Exercise task a: Copy out the data entries word for word, from the line containing "Can you find the green" through the end of the entries.

# Cherry Burl Hollow Form



## Steve in VA (Jun 16, 2022)

Thanks to Mother Nature for creating it, and to @TimR for supplying the piece of cherry burl that this hollow form came from. First pic in the grass is immediately after oiling; the rest are once it was dry.

Reactions: Like 3 | EyeCandy! 9 | Funny 1 | Way Cool 9


----------



## Eric Rorabaugh (Jun 16, 2022)

Very cool piece!

Reactions: Thank You! 1


----------



## Joker9 (Jun 16, 2022)

Very nice, you really captuerd the cherry burl !

Reactions: Thank You! 1


----------



## T. Ben (Jun 16, 2022)

Awesome piece,I like everything about that one.

Reactions: Thank You! 1


----------



## Mike Hill (Jun 16, 2022)

Now, I can't wait to work with my cherry burl - beautiful!

Reactions: Thank You! 1


----------



## jasonb (Jun 16, 2022)

Well done! What size is it?

Reactions: Thank You! 1


----------



## JonathanH (Jun 16, 2022)

Nice work! That came out well.

Reactions: Thank You! 1


----------



## Tom Smart (Jun 16, 2022)

That’s a great piece, Steve.

Reactions: Thank You! 1 | Agree 1


----------



## Steve in VA (Jun 16, 2022)

jasonb said:


> Well done! What size is it?



Thanks everyone!

It's 6" in diameter and 5" tall Jason.

Reactions: Thank You! 1


----------



## Nature Man (Jun 16, 2022)

Beautiful piece of art! The satin-like finish is perfect! Chuck

Reactions: Thank You! 1


----------



## JerseyHighlander (Jun 16, 2022)

Very cool! I was going to say; "that must have been a challenge to turn" but then, you had a window to use to see what was going on inside... Somehow I'm thinking it was still a challenge.

Reactions: Like 1 | Agree 1


----------



## barry richardson (Jun 16, 2022)

Great looking piece Steve! I really like the form. What hollowing tool did you use?

Reactions: Like 1


----------



## duncsuss (Jun 16, 2022)

Very tasty indeed

Reactions: Thank You! 1


----------



## trc65 (Jun 16, 2022)

Great form, finish and piece of wood! I really like the very slight angle you created at the top!  it's a subtle accent that adds a lot to the piece.

Reactions: Thank You! 1


----------



## Steve in VA (Jun 17, 2022)

JerseyHighlander said:


> Very cool! I was going to say; "that must have been a challenge to turn" but then, you had a window to use to see what was going on inside... Somehow I'm thinking it was still a challenge.



The ejection port certainly makes it a little faster! Thanks Kyle!

Reactions: Funny 1


----------



## Steve in VA (Jun 17, 2022)

barry richardson said:


> Great looking piece Steve! I really like the form. What hollowing tool did you use?

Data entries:
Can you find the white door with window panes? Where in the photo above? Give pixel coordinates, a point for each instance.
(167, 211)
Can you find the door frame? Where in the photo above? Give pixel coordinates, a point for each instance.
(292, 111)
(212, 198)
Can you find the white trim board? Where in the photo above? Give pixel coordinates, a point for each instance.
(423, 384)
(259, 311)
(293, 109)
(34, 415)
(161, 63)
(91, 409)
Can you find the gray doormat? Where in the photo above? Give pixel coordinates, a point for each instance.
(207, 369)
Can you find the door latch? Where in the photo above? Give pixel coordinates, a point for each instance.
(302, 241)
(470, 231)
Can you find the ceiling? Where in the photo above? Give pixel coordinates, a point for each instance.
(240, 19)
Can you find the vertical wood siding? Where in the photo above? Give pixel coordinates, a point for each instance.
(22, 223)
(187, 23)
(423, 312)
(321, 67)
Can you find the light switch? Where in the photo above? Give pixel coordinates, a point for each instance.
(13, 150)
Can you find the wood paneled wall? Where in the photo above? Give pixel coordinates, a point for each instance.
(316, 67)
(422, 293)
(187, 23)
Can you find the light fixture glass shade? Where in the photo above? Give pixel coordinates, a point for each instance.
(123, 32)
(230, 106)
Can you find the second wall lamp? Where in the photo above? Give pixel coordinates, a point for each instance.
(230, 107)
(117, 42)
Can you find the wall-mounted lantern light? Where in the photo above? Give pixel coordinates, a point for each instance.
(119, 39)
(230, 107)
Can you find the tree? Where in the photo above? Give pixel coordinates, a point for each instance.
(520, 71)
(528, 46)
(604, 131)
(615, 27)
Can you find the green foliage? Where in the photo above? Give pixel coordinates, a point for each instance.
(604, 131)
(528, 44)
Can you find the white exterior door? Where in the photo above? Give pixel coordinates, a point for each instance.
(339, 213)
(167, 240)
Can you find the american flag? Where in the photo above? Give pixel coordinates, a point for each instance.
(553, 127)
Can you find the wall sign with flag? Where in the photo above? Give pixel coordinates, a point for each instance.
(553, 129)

Exercise task b: Carry on the cherry burl hollow form thread from the point where it stops.

Task result a:
Can you find the green foliage? Where in the photo above? Give pixel coordinates, a point for each instance.
(604, 131)
(528, 44)
Can you find the white exterior door? Where in the photo above? Give pixel coordinates, a point for each instance.
(339, 213)
(167, 240)
Can you find the american flag? Where in the photo above? Give pixel coordinates, a point for each instance.
(553, 127)
Can you find the wall sign with flag? Where in the photo above? Give pixel coordinates, a point for each instance.
(553, 129)

Task result b:
Thanks Barry! I have a set of John Jordan tools, which I love 2/3 of. The longer, larger radius hook tool (I believe his #2) gives me fits and I cannot figure it out for the life of me. Unfortunately it's so frustrating that I've stopped using it. If you, or anyone else, is familiar with it and have any tips, I'll love to chat about it.

Reactions: Like 1


----------



## Barb (Jun 17, 2022)

That's a beautiful piece!

Reactions: Thank You! 1


----------



## barry richardson (Jun 17, 2022)

Steve in VA said:


> Thanks Barry! I have a set of John Jordan tools, which I love 2/3 of. The longer, larger radius hook tool (I believe his #2) gives me fits and I cannot figure it out for the life of me. Unfortunately it's so frustrating that I've stopped using it. If you, or anyone else, is familiar with it and have any tips, I'll love to chat about it.


Im thinking about getting a hollowing tool that I can use on smaller openings, those look like they would do the trick. Are the shanks on the cutter round? would hate to have to buy replacement cutters from him, since HSS square stock is so cheap by comparison, would they accommodate a square shank?


----------



## jasonb (Jun 17, 2022)

Steve in VA said:


> Thanks Barry! I have a set of John Jordan tools, which I love 2/3 of. The longer, larger radius hook tool (I believe his #2) gives me fits and I cannot figure it out for the life of me. Unfortunately it's so frustrating that I've stopped using it. If you, or anyone else, is familiar with it and have any tips, I'll love to chat about it.


I like my John Jordan tools. Haven't had any issues with larger radius tool. I typically only use them in a Jamieson style rig.


----------



## Sataro (Jun 17, 2022)

Wow! Fantastic looking piece!

Reactions: Thank You! 1


----------



## Steve in VA (Jun 17, 2022)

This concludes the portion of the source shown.